[WHAT IS REQUIRED] Return all of the entries, keeping every word and mark as it is.

(Referring expression pointing data)
=-=-=-=-=
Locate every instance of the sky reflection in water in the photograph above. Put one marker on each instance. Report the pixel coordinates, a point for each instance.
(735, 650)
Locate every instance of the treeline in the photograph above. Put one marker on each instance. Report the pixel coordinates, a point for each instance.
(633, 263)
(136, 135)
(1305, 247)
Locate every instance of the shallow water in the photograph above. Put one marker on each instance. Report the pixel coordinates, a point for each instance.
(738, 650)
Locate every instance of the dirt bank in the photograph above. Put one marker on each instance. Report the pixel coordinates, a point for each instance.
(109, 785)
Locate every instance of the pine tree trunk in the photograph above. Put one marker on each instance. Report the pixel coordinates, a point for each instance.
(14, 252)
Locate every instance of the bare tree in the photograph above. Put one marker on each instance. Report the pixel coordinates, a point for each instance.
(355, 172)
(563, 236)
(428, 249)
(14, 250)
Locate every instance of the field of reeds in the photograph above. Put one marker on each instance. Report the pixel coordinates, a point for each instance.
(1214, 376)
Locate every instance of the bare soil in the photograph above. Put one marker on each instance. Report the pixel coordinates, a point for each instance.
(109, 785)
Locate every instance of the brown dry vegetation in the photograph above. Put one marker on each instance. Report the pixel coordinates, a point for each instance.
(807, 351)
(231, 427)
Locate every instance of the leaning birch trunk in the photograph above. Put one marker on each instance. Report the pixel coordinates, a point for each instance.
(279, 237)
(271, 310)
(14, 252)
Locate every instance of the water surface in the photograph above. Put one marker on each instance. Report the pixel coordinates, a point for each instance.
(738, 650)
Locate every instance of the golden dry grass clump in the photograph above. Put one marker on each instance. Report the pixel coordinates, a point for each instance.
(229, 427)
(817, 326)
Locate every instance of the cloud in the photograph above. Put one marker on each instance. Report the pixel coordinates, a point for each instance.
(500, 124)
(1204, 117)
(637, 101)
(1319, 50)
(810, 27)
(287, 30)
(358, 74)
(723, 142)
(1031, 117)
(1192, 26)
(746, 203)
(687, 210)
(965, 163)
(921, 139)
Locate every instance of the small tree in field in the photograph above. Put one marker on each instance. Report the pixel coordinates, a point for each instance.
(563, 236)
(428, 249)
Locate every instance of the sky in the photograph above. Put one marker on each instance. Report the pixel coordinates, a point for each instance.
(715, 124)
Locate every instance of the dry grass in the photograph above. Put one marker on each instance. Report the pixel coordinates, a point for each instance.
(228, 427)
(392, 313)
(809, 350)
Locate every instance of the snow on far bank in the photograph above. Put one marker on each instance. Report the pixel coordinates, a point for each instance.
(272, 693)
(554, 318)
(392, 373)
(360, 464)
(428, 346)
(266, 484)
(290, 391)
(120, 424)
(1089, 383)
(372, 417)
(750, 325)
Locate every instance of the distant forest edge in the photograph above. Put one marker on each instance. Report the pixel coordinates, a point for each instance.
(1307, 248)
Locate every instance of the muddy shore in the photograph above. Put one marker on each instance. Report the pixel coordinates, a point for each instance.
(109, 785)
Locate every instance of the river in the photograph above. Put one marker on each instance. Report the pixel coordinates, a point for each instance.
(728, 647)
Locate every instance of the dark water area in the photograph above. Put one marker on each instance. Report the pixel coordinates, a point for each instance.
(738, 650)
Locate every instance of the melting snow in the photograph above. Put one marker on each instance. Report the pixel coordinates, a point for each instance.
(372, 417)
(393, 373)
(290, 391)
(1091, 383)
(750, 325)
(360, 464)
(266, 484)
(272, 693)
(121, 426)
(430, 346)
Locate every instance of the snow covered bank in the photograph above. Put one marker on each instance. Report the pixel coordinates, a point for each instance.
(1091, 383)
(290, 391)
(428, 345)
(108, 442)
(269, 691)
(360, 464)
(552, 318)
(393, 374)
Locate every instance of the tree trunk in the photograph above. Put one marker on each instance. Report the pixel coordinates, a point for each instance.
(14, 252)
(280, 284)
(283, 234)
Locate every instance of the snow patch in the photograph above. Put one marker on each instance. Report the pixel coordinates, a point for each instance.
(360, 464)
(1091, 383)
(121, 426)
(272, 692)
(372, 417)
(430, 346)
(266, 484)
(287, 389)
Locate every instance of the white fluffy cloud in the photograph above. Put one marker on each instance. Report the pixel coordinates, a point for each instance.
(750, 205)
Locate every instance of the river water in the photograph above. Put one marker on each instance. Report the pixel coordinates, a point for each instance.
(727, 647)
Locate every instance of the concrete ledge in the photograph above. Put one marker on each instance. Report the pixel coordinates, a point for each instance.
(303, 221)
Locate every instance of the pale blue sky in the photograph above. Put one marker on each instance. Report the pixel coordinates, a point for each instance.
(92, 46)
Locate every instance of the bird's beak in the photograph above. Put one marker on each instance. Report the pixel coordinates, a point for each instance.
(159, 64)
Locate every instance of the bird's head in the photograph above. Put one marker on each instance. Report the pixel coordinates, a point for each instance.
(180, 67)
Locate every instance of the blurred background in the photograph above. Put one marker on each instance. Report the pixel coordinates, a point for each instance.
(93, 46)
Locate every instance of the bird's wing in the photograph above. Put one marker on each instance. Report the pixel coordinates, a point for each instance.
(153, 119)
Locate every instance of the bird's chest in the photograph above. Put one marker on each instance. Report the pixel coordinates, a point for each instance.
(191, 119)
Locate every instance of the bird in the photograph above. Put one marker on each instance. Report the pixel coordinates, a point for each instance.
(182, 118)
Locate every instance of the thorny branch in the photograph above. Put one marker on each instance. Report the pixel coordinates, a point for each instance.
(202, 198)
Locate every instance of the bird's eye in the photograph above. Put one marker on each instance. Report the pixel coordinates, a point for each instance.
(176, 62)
=-=-=-=-=
[WRITTEN SOLUTION]
Locate every instance of the sky reflection in water in the photograph above. Put one marker on each instance. Report the pixel coordinates, a point for each instance.
(735, 650)
Locate every instance of the treeline in the photograph above. Put one marker on each instance. Report the pixel coordinates, a point for each instance.
(633, 263)
(136, 135)
(1305, 247)
Locate every instance of the shallow water in the photograph above. Put one marker on each instance. Report the pixel coordinates, a point for each instance.
(738, 650)
Locate every instance of the dirt bank in the photograph above. Put one marker on each instance. Report the pixel coordinates, a point for each instance.
(109, 785)
Locate every instance of the pine tree trunk in the photograph above. Put one marker on each instance. Report the pixel coordinates, a point for each instance.
(14, 252)
Locate every instance of the bare tree in the photograph above. Put one marker on each instance. Report the pixel coordinates, a point for each instance.
(355, 172)
(563, 236)
(428, 249)
(14, 250)
Locate every instance of the field of reeds in the photograph above. Put one marker on each instance. Report the pixel coordinates, a point for each instance.
(1214, 376)
Locate every instance of the bare soil in the photograph above. Put one marker on each instance. Report the pixel coordinates, a point for each instance.
(109, 785)
Locate every instance of the brown dry vegetation in the photograph above. Put one marker on each instance. Report the pixel coordinates, a point for each instance.
(807, 351)
(231, 427)
Locate every instance of the leaning birch trunk in the photograph above. Put one marker on each instance. Report the pixel coordinates, a point for each instance.
(279, 237)
(271, 310)
(14, 252)
Locate every instance of the water surface in the photograph above. Put one marker on each instance. Report the pixel coordinates, a point for each instance.
(738, 650)
Locate every instance of the golden dry grass clump in the photograph above. Put one marker on each instance. Report the pixel coordinates, a point for each instance.
(229, 427)
(817, 326)
Locate every instance of the cloud in the photograph above. Put one marker on each instance. Report the pixel coordinates, a point for each instance.
(500, 124)
(1204, 117)
(637, 101)
(1319, 50)
(810, 27)
(287, 30)
(358, 74)
(723, 142)
(1031, 117)
(1192, 26)
(746, 203)
(687, 210)
(965, 163)
(921, 139)
Locate every instance of the small tree in field in the photograph above. Put one marker on each instance. Report the pixel coordinates, a point for each instance.
(563, 236)
(428, 249)
Locate every instance of the sky in the photograph above. Put one marker on each instance. Report the pixel coordinates, a point for each instance.
(715, 124)
Locate every instance of the dry grass in the photograph above. Put one marker on each instance. Report the pixel coordinates, a point for each instance.
(228, 427)
(392, 313)
(809, 350)
Locate every instance of the snow on far bank in the photograph above. Put one marker on each instance. Report the pixel coordinates, a point for each instance.
(272, 693)
(554, 318)
(392, 373)
(360, 464)
(428, 346)
(266, 484)
(290, 391)
(120, 424)
(1089, 383)
(372, 417)
(750, 325)
Locate every instance of the distant forest edge in the photograph above. Put one marker on each instance. Report the pixel coordinates, a point for each instance.
(1307, 248)
Locate every instance of the muddy shore in the photograph above. Put one marker on each instance. Report the pixel coordinates, a point for each instance.
(109, 785)
Locate every instance of the river in the photograph above. Put one marker on each instance. Report the pixel coordinates, a point for each instance.
(728, 647)
Locate every instance of the dark water area in the photograph above. Put one marker on each instance. Report the pixel coordinates, a point for each instance.
(738, 650)
Locate every instance of the melting snow in the photograph above. Put one marker on each instance. Report the pixel coordinates, a point for each instance.
(372, 417)
(393, 373)
(290, 391)
(1091, 383)
(750, 325)
(360, 464)
(266, 484)
(272, 693)
(121, 426)
(430, 346)
Locate every instance of the snow covered bank in the photograph above. Put one marker on each instance. Report the pixel coordinates, a point for each instance.
(1091, 383)
(290, 391)
(428, 345)
(108, 442)
(269, 691)
(360, 464)
(552, 318)
(393, 374)
Locate every instance of the tree trunk in the photograph above. Put one marker on each instance. Report the pixel coordinates, a point for each instance.
(14, 252)
(280, 284)
(283, 234)
Locate every instance of the snow patch in the photograph above. Put one marker on each instance. Report the pixel coordinates, a point for each instance.
(360, 464)
(1091, 383)
(121, 426)
(272, 692)
(372, 417)
(430, 346)
(266, 484)
(287, 389)
Locate every instance of the white fluffy cloud in the photograph above. Put one marker on each instance. Report the pixel coordinates, a point for each instance.
(750, 205)
Locate every instance of the river water in the photograph above. Put one marker on each instance. Report the pixel coordinates, a point for each instance.
(727, 647)
Locate every instance of the concrete ledge in the photograph above. Put one marker on each instance. Report the pixel coordinates, a point for each instance.
(303, 221)
Locate every instance of the pale blue sky in the photograph above. Put one marker on each instance. Report the pixel coordinates, a point for each instance.
(92, 46)
Locate every instance of the bird's beak in the photograph above. Put one marker on each instance. Report the pixel coordinates, a point for each instance.
(159, 64)
Locate every instance of the bird's head in the photograph above. Put one marker on each instance. Report the pixel coordinates, a point for each instance.
(180, 67)
Locate every instance of the blurred background in the photograph above. Put one marker on each instance. Report the pixel coordinates, a point for each instance.
(93, 46)
Locate every instance of the bird's wing in the photograph above. Put one marker on each instance. Report the pixel coordinates, a point for each instance.
(153, 119)
Locate every instance of the bird's chest in the photograph above. Put one marker on each instance. Report the pixel coordinates, a point for each instance.
(191, 119)
Locate every instance of the bird in the photograph above. Put one marker on each instance. Report the pixel coordinates, a point for each instance.
(182, 118)
Locate every instance of the thorny branch in the photograph above. Put one marker on each instance. Report the pixel coordinates, a point for each instance.
(202, 198)
Locate every instance of the bird's eye in the photograph above. Put one marker on each instance. Report the pixel coordinates, a point for each instance.
(176, 62)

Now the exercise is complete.